- [WORK INSTRUCTIONS]
A. Please reproduce word for word the part of the essay on the musical canon that opens with the words containing "In Brazil, musicologists" and closes with "in academic language.".
B. According to the essay on the musical canon, in what year did UNESCO add Congolese rumba to its Intangible Cultural Heritage list?
C. List every thing the essay on the musical canon names as part of what the repatriation of sound applies the logic of physical-artifact debates to.

-- Begin SOURCE EXTRACT --

Every society has a canon, an unofficial list of works considered worth preserving, teaching, and celebrating.

The word comes from the Greek for "rule" or "measuring stick." The problem is that the measuring stick was designed in one specific place, by one specific group, at one specific moment in history. When that stick gets treated as a universal truth, everything it can't measure disappears.

In music, this produced a curriculum built almost entirely around Western European composers, mostly men, mostly from a handful of countries, writing in a handful of forms.

The rest of the world's musical traditions got filed under "ethnomusicology," a separate, lesser discipline, as if the music of West Africa or the Andes or Southeast Asia were field specimens rather than living art. The separation was never about complexity or craft. It was about power.

🎶 Chorus

Musicology, the academic study of music, spent most of the twentieth century doing detailed close readings of scores. How did Schubert structure that modulation? What makes the fugue in Bach's Well-Tempered Clavier so formally elegant? These are real questions worth asking.

But for decades, the discipline treated this as the whole job, as if music were a text to be decoded rather than a social practice embedded in living communities.

The shift now underway reframes the discipline's basic question. Instead of "what does this music mean?" scholars are asking "who gets to have music that matters?" And the answers are uncomfortable.

Consider what happened to Congolese rumba. Through the 1950s and 60s, this music crossed the Atlantic in both directions, shaped by Cuban son, feeding back into African cities, eventually becoming one of the most widely danced styles on earth. The musicians who built it, figures like Franco Luambo Makiadi, were running touring bands, releasing dozens of records a year, filling stadiums. European music academies largely ignored them.

Today, when UNESCO added Congolese rumba to its Intangible Cultural Heritage list in 2021, it was partly because the music had nearly been absorbed into "world music" categories that strip context and authorship from the original communities. The heritage designation was an act of restitution as much as celebration.

That idea of restitution has a name in newer musicological circles: the repatriation of sound. It borrows logic from debates about physical artifacts, the arguments over whether the Elgin Marbles belong in the British Museum or in Athens, and applies it to something harder to hold: recordings, transcriptions, field notes, and the musical knowledge extracted from communities by colonial-era researchers who filed it away in European archives.

The Smithsonian's Folkways collection holds recordings of Native American ceremonies made by ethnographers in the early twentieth century. Some of those recordings were never meant to leave the communities they documented. Some were made without meaningful consent. The question of who controls them, who can hear them, who profits from them is now an active ethical dispute.

In Brazil, musicologists working with Quilombola communities (descendants of escaped enslaved people) have started publishing work that explicitly refuses to describe this music using Western harmonic theory. The refusal is deliberate. Imposing European analytical frameworks onto music built outside European traditions distorts what it is and who made it. It recycles the original violence in academic language.

None of this is only historical. Streaming algorithms currently weigh classical and Western pop in ways that make folk traditions from the Global South harder to find and monetize. The infrastructure of the music industry was built on the same assumptions as the musicological canon. Changing the curriculum is the easier part.

🥁 Counter-Beat

There is a version of this argument that goes wrong. Some scholars, responding to legitimate concerns about Eurocentrism, end up creating a different kind of essentialism, one that treats non-Western musical traditions as pure, authentic, and endangered, needing protection from analysis itself.

That framing can be just as patronizing as the colonial gaze it tries to replace. Griots in West Africa have always engaged with outside influences. Andean musicians blend pre-Columbian instruments with Spanish guitar forms and think nothing of it. Treating these traditions as fragile artifacts rather than living practices with their own agency does them no favors.

The goal is not to wall off certain music from criticism. The goal is to stop the criticism being done exclusively through one culture's tools, on one culture's terms.

♪ Outro

The canon was never a list of the best music ever made. It was a list of the music certain people decided to keep. Recognizing that is not the end of musicology. It might finally be the beginning.

-- End SOURCE EXTRACT --
-- Begin LISTED RECORDS --

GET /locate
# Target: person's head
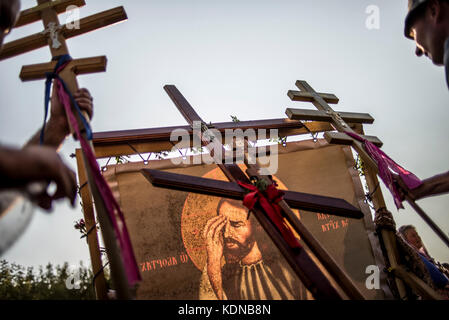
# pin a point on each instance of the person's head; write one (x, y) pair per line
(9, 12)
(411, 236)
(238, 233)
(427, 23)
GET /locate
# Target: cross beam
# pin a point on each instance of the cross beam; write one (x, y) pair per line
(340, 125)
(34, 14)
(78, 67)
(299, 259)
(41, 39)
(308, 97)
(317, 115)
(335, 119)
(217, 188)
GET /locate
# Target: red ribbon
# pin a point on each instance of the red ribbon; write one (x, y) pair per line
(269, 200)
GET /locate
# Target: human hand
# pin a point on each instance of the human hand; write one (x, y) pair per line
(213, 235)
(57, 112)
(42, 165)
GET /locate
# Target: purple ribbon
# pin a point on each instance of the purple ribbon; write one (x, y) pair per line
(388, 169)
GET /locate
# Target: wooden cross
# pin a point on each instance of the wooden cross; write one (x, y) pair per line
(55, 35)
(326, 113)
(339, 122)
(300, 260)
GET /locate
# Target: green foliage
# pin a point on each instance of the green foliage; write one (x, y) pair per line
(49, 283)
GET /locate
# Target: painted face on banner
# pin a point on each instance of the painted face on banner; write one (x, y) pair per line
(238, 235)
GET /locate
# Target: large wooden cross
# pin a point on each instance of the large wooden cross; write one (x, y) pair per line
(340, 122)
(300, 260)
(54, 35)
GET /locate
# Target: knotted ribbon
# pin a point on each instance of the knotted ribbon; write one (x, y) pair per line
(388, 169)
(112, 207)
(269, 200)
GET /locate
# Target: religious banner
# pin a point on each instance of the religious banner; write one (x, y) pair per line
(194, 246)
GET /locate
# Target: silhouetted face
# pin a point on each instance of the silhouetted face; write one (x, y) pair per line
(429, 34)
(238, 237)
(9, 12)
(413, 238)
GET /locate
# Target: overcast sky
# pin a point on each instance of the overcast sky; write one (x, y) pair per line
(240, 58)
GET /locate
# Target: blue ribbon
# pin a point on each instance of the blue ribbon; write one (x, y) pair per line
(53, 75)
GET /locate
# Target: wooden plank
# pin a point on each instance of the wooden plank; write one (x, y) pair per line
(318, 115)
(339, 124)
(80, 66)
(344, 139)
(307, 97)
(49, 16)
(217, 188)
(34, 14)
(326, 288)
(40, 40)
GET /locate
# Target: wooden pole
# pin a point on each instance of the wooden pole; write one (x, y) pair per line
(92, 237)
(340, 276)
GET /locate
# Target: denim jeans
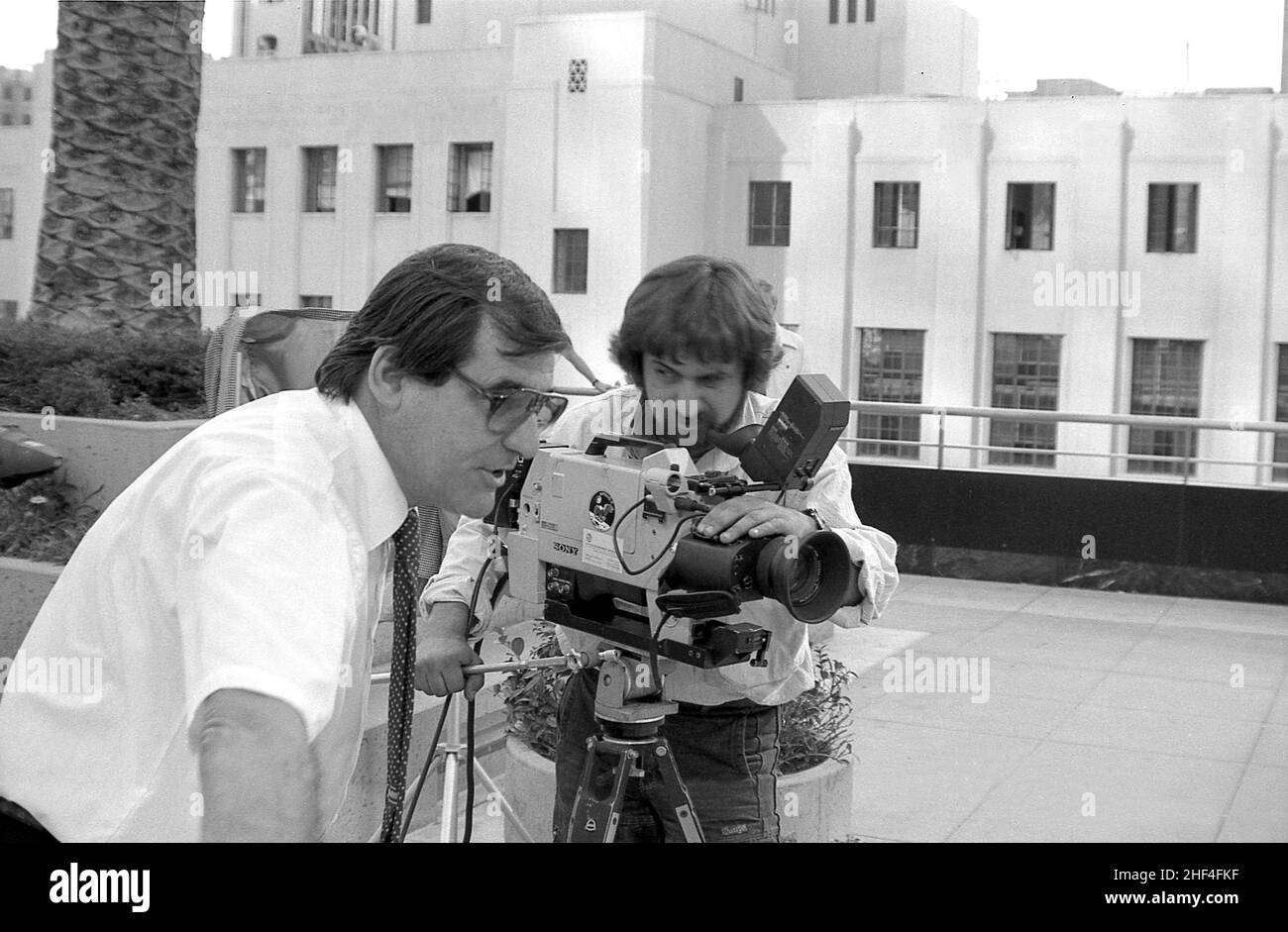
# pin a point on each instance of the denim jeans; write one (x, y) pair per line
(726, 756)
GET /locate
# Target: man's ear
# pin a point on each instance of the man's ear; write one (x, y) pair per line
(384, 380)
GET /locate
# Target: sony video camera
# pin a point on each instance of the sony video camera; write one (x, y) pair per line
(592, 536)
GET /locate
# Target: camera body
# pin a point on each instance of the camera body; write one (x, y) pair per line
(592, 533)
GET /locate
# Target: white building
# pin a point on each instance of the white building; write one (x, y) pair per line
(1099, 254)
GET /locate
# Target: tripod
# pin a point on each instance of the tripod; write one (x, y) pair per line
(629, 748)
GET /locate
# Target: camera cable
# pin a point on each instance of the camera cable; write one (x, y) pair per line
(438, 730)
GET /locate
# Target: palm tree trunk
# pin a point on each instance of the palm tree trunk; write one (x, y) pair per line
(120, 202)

-- End LISTED RECORDS --

- [OUTPUTS]
A.
In Brazil, musicologists working with Quilombola communities (descendants of escaped enslaved people) have started publishing work that explicitly refuses to describe this music using Western harmonic theory. The refusal is deliberate. Imposing European analytical frameworks onto music built outside European traditions distorts what it is and who made it. It recycles the original violence in academic language.

B. 2021

C.
- recordings
- transcriptions
- field notes
- the musical knowledge extracted from communities by colonial-era researchers